## BRIEF
Please repeat only the records that begin at the line containing "Exercise. Annotate the hooded" and stop after the line containing "x=168, y=285", with "Found at" replaced by "Located at" and nothing else changed.

## EXERCISE MATERIALS
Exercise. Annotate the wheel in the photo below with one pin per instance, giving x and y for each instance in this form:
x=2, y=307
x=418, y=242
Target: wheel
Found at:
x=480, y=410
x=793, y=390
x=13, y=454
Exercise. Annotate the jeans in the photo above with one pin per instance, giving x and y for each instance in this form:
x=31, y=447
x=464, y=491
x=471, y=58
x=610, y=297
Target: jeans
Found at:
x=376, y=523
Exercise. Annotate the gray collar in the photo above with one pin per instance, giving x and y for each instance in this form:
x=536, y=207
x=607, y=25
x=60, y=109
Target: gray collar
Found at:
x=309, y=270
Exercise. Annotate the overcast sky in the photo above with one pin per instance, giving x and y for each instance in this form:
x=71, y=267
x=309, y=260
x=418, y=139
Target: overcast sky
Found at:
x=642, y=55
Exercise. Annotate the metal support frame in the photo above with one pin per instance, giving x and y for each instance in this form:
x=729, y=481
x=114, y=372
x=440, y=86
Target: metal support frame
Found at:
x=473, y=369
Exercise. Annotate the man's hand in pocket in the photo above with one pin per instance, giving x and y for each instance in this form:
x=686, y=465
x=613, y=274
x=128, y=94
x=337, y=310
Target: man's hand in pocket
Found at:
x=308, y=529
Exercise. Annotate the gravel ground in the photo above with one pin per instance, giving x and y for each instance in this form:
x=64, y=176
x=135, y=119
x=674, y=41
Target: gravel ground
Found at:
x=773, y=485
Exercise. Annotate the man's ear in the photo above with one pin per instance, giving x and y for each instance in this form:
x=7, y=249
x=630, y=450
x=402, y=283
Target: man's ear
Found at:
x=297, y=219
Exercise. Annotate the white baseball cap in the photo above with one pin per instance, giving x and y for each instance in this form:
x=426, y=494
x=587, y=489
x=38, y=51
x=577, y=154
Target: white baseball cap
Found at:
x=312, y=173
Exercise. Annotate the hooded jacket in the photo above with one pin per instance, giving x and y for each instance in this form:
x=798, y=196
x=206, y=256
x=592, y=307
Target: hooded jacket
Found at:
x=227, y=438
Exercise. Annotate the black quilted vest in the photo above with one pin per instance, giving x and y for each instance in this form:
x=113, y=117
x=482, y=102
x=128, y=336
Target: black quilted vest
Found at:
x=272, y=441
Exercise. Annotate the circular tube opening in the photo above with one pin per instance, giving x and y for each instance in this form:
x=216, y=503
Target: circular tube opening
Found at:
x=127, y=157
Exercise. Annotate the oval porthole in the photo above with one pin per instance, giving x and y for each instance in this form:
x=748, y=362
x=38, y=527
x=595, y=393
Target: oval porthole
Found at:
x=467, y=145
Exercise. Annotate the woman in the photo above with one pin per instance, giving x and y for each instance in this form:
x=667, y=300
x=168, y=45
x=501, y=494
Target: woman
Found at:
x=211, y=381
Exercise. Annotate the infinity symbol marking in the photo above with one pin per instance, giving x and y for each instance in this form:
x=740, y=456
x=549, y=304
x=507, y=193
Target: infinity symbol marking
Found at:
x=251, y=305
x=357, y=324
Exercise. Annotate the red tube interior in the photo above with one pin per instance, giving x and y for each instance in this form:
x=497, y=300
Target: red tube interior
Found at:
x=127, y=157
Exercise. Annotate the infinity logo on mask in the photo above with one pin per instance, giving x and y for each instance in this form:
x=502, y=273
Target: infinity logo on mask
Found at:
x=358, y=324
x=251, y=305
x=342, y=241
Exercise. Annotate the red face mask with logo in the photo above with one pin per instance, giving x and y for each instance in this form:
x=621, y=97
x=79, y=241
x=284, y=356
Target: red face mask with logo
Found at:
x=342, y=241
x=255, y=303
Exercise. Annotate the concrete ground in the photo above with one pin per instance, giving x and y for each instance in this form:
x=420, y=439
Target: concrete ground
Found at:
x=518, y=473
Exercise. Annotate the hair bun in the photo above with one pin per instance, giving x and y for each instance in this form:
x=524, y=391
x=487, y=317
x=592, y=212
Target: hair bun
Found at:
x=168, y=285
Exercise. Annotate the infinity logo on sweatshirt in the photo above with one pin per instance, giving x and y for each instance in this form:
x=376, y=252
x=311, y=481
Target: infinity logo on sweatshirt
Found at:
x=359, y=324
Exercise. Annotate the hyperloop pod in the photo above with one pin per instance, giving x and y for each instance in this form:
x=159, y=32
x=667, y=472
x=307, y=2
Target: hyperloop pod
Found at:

## ANSWER TO THE EXERCISE
Exercise. Annotate the hooded jacket in the photo above with one pin per instance, giving x and y for each instance in this form:
x=798, y=196
x=206, y=256
x=592, y=307
Target: hooded jacket
Located at:
x=227, y=438
Exercise. Annotate the black quilted vest in the photo above with one pin per instance, giving x and y for each instance in this form:
x=113, y=117
x=482, y=102
x=128, y=336
Target: black quilted vest
Located at:
x=272, y=441
Exercise. Annotate the circular tube opening in the photo above with one pin per instance, giving x and y for each instance in this form:
x=216, y=503
Target: circular tube opening
Located at:
x=127, y=157
Exercise. Annotate the oval porthole in the photo above with one pin per instance, giving x and y for each instance in this form:
x=748, y=362
x=38, y=527
x=595, y=393
Target: oval porthole
Located at:
x=467, y=145
Exercise. Annotate the woman in the photo above with one pin per instance, giving x and y for each instance in this form:
x=667, y=300
x=168, y=45
x=501, y=494
Target: woman
Located at:
x=211, y=381
Exercise. Annotate the infinity symbol marking in the photo above with one pin per instance, giving x and y for each instance in this form:
x=740, y=456
x=549, y=304
x=507, y=193
Target: infinity symbol marking
Located at:
x=251, y=305
x=357, y=324
Exercise. Annotate the red tube interior in the photo above with one pin per instance, giving x and y for each instance in this form:
x=497, y=300
Target: red tube interior
Located at:
x=127, y=157
Exercise. Annotate the infinity logo on mask in the photo above with one pin per instance, giving x and y for each instance in this form:
x=502, y=273
Target: infinity logo on mask
Located at:
x=358, y=324
x=251, y=305
x=342, y=241
Exercise. Annotate the red face mask with logo in the photo above with one pin per instance, giving x and y for each instance in this form:
x=621, y=97
x=79, y=241
x=284, y=356
Target: red face mask with logo
Located at:
x=342, y=241
x=255, y=303
Exercise. Annotate the concrete ground in the photo above with one pin per instance, giving x and y for each instance in this form:
x=420, y=439
Target: concrete ground
Located at:
x=518, y=473
Exercise. Annotate the hair bun in the photo above with one pin per instance, giving x and y for each instance in this form:
x=524, y=391
x=487, y=317
x=592, y=212
Target: hair bun
Located at:
x=168, y=285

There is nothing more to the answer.